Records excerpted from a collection
○ ○ ○ ○ ○ ○ ○

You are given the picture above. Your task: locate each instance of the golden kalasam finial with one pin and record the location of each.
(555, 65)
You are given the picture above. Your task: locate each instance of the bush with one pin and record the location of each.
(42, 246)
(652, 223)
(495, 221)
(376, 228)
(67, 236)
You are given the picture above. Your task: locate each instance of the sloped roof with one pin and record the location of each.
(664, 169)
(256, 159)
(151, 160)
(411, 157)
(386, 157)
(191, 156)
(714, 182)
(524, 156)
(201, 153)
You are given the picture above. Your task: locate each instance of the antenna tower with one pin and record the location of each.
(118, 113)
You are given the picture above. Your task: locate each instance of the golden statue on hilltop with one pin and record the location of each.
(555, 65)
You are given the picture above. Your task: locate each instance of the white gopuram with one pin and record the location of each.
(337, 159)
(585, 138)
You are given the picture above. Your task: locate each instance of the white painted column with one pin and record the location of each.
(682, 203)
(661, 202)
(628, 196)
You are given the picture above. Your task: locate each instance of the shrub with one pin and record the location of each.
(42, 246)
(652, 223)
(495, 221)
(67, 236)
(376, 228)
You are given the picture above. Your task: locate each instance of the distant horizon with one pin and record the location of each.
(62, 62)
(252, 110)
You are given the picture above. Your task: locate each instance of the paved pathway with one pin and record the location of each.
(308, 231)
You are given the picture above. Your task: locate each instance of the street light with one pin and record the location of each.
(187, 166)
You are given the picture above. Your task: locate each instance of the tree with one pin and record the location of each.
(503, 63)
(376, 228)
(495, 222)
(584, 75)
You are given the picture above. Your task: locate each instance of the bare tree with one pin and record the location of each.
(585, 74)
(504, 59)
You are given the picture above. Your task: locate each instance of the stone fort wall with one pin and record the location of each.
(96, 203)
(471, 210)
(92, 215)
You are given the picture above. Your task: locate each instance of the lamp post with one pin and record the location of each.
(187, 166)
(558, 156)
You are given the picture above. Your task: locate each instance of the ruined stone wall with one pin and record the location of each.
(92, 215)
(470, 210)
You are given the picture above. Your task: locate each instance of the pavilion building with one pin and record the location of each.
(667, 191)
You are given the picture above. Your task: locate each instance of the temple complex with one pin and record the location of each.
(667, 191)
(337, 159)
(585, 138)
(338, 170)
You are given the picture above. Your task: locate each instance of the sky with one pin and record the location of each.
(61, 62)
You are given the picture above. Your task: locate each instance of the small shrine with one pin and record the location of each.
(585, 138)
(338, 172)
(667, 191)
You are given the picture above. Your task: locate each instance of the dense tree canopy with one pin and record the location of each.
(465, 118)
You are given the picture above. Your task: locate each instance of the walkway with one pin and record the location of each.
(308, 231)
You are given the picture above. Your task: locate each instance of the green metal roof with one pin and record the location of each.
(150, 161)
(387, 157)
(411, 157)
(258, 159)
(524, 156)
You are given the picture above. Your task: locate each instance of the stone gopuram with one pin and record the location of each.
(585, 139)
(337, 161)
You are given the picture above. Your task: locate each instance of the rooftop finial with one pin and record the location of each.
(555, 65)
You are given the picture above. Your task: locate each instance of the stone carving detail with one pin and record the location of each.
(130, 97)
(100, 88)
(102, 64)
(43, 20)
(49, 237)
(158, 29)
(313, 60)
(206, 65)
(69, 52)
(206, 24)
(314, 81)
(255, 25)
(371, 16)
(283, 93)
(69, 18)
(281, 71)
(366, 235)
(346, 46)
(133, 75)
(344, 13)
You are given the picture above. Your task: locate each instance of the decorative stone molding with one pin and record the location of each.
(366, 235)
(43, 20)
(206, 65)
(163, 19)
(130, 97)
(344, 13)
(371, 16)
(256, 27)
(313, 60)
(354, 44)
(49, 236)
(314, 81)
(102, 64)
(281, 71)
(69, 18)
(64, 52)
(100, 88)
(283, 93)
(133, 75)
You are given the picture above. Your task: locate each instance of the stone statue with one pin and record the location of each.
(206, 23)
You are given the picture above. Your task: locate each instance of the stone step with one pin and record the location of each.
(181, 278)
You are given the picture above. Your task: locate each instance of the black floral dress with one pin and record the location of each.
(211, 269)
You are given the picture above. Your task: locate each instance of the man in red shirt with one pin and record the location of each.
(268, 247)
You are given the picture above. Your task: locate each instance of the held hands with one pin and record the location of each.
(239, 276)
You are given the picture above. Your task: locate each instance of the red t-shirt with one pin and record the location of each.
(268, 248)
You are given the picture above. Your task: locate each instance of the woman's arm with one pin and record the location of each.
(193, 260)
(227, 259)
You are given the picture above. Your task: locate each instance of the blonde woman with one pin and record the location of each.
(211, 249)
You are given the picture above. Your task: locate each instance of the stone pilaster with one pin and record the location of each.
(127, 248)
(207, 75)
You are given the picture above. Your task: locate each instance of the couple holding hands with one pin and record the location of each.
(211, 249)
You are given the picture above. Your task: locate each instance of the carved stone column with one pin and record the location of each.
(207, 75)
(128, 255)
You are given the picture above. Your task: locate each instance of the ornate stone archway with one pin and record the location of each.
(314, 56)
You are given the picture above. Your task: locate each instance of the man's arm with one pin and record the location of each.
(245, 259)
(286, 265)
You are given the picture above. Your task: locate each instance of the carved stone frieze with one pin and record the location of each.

○ ○ ○ ○ ○ ○ ○

Retype the records in full. Keep every line identical to the original.

You are given the picture above. Your task: locate each instance of the golden kalasam finial with one pin and record the location of each.
(555, 65)
You are given the picture above. Your task: locate each instance of the bush with one pin and record the location of each.
(42, 246)
(652, 223)
(495, 221)
(376, 228)
(67, 236)
You are given the picture above. Your task: locate each instance of the sloped roof with one pin and record the location of each.
(664, 169)
(256, 159)
(151, 160)
(411, 157)
(386, 157)
(191, 156)
(714, 182)
(524, 156)
(201, 153)
You are given the picture above. Your task: locate each instance of the antenna tower with one pin and record the location of each.
(118, 113)
You are given the picture above. Your task: locate each instance of the golden statue on hilltop with one pin and record the location of each.
(555, 65)
You are given the picture above. Your task: locate each instance of the white gopuram with one pin and record the location of each.
(337, 159)
(585, 138)
You are given the picture above. Your task: locate each instance of the white painted column with one pin and record the location of each.
(682, 203)
(661, 202)
(628, 196)
You are given the picture above. Your task: locate each instance of the shrub with one pin and record the location of each.
(42, 246)
(652, 223)
(495, 221)
(67, 236)
(376, 228)
You are given the picture above. Your task: locate each instance of the distant horizon with one pin and record the location of each.
(62, 62)
(252, 110)
You are given the picture above. Your task: locate each instance of the paved pathway with one pin and record the location of each.
(308, 231)
You are given the picture above. Your task: locate each instance of the street light with one pin and record the location of each.
(187, 166)
You are given the picture above. Your task: locate each instance of the tree with one pin and record the location of each.
(503, 63)
(376, 228)
(495, 222)
(584, 75)
You are given the picture above. Your task: locate each instance of the bare tree with one pin and record the location of each.
(585, 74)
(504, 59)
You are given the picture above. Your task: locate each instance of the stone fort wall with one pin and record the location of each.
(96, 203)
(471, 210)
(92, 215)
You are given the picture above. Your task: locate each instance of the lamp post with one pin and record the location of each.
(187, 166)
(558, 156)
You are given the picture above. Your task: locate each instance of the ruined stone wall with one pin and record the location of each.
(92, 215)
(470, 210)
You are given the picture above. Your task: locate each instance of the pavilion building with one pin and record the location of each.
(667, 191)
You are given the picture above. Your task: locate each instance of the temple complex with one pin and record the location of each.
(667, 191)
(337, 159)
(585, 138)
(338, 170)
You are given the picture above. Your task: locate each instance of the sky with one pin and record the location of each.
(61, 62)
You are given the picture above. Your task: locate each instance of the small shrine with one pin and record the location of each.
(585, 138)
(338, 172)
(667, 191)
You are given the picture above. Your task: locate each instance of the dense tree canopy with one pin and record the location of each.
(465, 118)
You are given the picture above. Your task: locate each instance of the walkway with one pin and record the location of each.
(308, 231)
You are given the picture above. Your task: locate each instance of the green metal roof with one pin and record the location of each.
(150, 161)
(387, 157)
(411, 157)
(258, 159)
(524, 156)
You are given the picture above. Your task: locate each instance of the stone gopuram with one pin and record the location of each.
(585, 139)
(337, 161)
You are given the picture above. Your task: locate each instance of the rooftop finial with one pin and record the location of each.
(555, 65)
You are given the picture above. Your task: locate each instance of the stone carving detail with one pin and record the location of each.
(130, 97)
(100, 88)
(102, 64)
(43, 20)
(49, 237)
(158, 29)
(313, 60)
(206, 65)
(69, 52)
(206, 24)
(314, 81)
(255, 25)
(371, 16)
(283, 93)
(69, 18)
(281, 71)
(366, 235)
(346, 46)
(133, 75)
(344, 13)
You are given the picture above. Your task: locate each instance of the decorative stone molding with one pin and record the location of each.
(366, 235)
(43, 20)
(206, 65)
(163, 19)
(130, 97)
(344, 13)
(371, 16)
(256, 27)
(313, 60)
(354, 44)
(49, 236)
(314, 81)
(102, 64)
(281, 71)
(69, 18)
(64, 52)
(100, 88)
(283, 93)
(133, 75)
You are given the picture above. Your task: locate each instance of the stone statue with one pin and record the location of each.
(206, 23)
You are given the picture above. Your task: locate each instance of the stone step with one pin and record the location of each.
(181, 278)
You are given the picture above. Your task: locate each instance of the black floral dress with one pin and record the location of each.
(211, 269)
You are given the picture above. Your task: locate each instance of the man in red shirt with one pin and record the location of each.
(268, 247)
You are given the picture above. Your task: locate each instance of the held hands with one pin and record the location of each.
(239, 276)
You are given the picture above. Your task: locate each instance of the red t-shirt with one pin and record the location of each.
(268, 248)
You are given the picture above. Your task: locate each instance of the woman's arm with one pin and record the location of each.
(193, 260)
(227, 259)
You are given the picture above. Your task: locate each instance of the blonde woman with one pin and record the location of each.
(211, 249)
You are given the picture above. Your task: locate each instance of the stone pilaster with one pin and record the location of each.
(127, 248)
(207, 75)
You are given the picture above. Your task: locate each instance of the couple holding hands with one pin and record the location of each.
(211, 249)
You are given the picture above. Your task: locate each instance of the carved stone column with one pin and record the location of each.
(207, 75)
(128, 255)
You are given the picture above. Your task: locate each instance of the ornate stone archway with one pin and record the location of each.
(314, 56)
You are given the picture above. Your task: locate each instance of the man's arm with one pin and record the location of each.
(245, 259)
(286, 265)
You are given the picture above. Your task: locate each instance of the carved stone frieze with one pin and record the location of each.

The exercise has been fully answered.